• _PROBLEM_: All records are to be retyped faithfully and completely.

======== SUPPLIED MATERIAL

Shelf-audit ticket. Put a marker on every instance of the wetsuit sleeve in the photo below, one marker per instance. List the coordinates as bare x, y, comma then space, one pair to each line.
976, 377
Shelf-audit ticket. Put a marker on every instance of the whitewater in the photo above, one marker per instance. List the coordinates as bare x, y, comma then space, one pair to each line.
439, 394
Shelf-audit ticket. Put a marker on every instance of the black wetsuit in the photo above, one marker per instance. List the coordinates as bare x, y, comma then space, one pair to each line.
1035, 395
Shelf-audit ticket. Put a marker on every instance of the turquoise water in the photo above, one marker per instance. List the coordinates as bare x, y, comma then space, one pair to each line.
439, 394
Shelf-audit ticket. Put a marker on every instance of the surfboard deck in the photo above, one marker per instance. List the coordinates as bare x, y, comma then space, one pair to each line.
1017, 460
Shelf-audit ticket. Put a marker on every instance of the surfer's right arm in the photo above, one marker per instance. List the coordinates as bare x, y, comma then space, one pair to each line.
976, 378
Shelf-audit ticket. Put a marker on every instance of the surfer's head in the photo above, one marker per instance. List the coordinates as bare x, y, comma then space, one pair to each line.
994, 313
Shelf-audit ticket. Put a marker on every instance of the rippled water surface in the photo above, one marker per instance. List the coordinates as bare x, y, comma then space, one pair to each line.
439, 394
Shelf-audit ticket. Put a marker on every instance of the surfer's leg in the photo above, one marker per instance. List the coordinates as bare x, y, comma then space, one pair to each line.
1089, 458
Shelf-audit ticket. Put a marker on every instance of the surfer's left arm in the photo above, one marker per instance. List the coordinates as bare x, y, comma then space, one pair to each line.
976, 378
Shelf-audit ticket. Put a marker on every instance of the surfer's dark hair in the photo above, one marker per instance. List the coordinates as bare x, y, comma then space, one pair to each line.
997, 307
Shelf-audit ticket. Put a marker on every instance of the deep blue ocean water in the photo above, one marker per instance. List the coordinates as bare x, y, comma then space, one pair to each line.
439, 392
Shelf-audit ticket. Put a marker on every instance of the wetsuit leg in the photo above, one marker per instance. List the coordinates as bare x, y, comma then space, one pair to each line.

================

• _WRITTEN RESPONSE_:
Shelf-audit ticket. Put a marker on every instance of the wetsuit sleeve in the photo below, one marker per instance. List the coordinates as bare x, y, comma then space, one pair to each line.
976, 377
Shelf-audit ticket. Put a marker on every instance of the whitewater in the photo above, one marker per instance. List the coordinates as bare x, y, comma then space, one pair to each line.
439, 394
Shelf-audit ticket. Put a marker on every instance of the black wetsuit in the photo above, one marker per instance. List the coordinates as bare x, y, comma then space, one pair to each line.
1035, 395
Shelf-audit ticket. Put a marker on every instance of the turquoise water in the photo above, one marker per instance. List the coordinates as bare x, y, comma then space, one pair to each line.
439, 394
Shelf-audit ticket. Put a marker on every instance of the surfboard deck in the photo above, one marker per instance. List the coordinates as bare x, y, comma then space, one pair to each line.
1017, 460
Shelf-audit ticket. Put a marker on every instance of the surfer's right arm in the photo above, one marker per instance. List the coordinates as bare x, y, comma then space, one pair to each line.
976, 378
Shelf-audit ticket. Put a marker on every instance of the surfer's head in the photo above, one marker per instance. List the coordinates as bare x, y, comma then space, one pair to each line.
994, 313
Shelf-audit ticket. Put a marker on every instance of the rippled water surface in the photo above, one marker per instance. List the coordinates as bare x, y, comma then space, one pair to each line.
439, 394
Shelf-audit ticket. Put a marker on every instance of the surfer's leg in the photo above, one marker per instance. List the coordinates as bare x, y, comma then space, one pair to each line.
1089, 458
Shelf-audit ticket. Put a marker on every instance of the surfer's left arm in the photo above, one marker per instance. List the coordinates as bare x, y, comma then space, one pair to each line.
976, 378
Shelf-audit ticket. Put a marker on every instance of the surfer's dark hair in the photo above, one marker per instance. List the coordinates as bare x, y, comma then space, one pair to each line.
997, 307
Shelf-audit ticket. Put a marker on every instance of the deep blue ocean water in the photo above, one marker per instance. List the coordinates as bare x, y, comma then space, one pair to each line.
439, 392
Shelf-audit ticket. Put a marker on every instance of the wetsuit leg in the photo above, one marker per instance. List the coordinates as bare x, y, comma then space, one pair to each line.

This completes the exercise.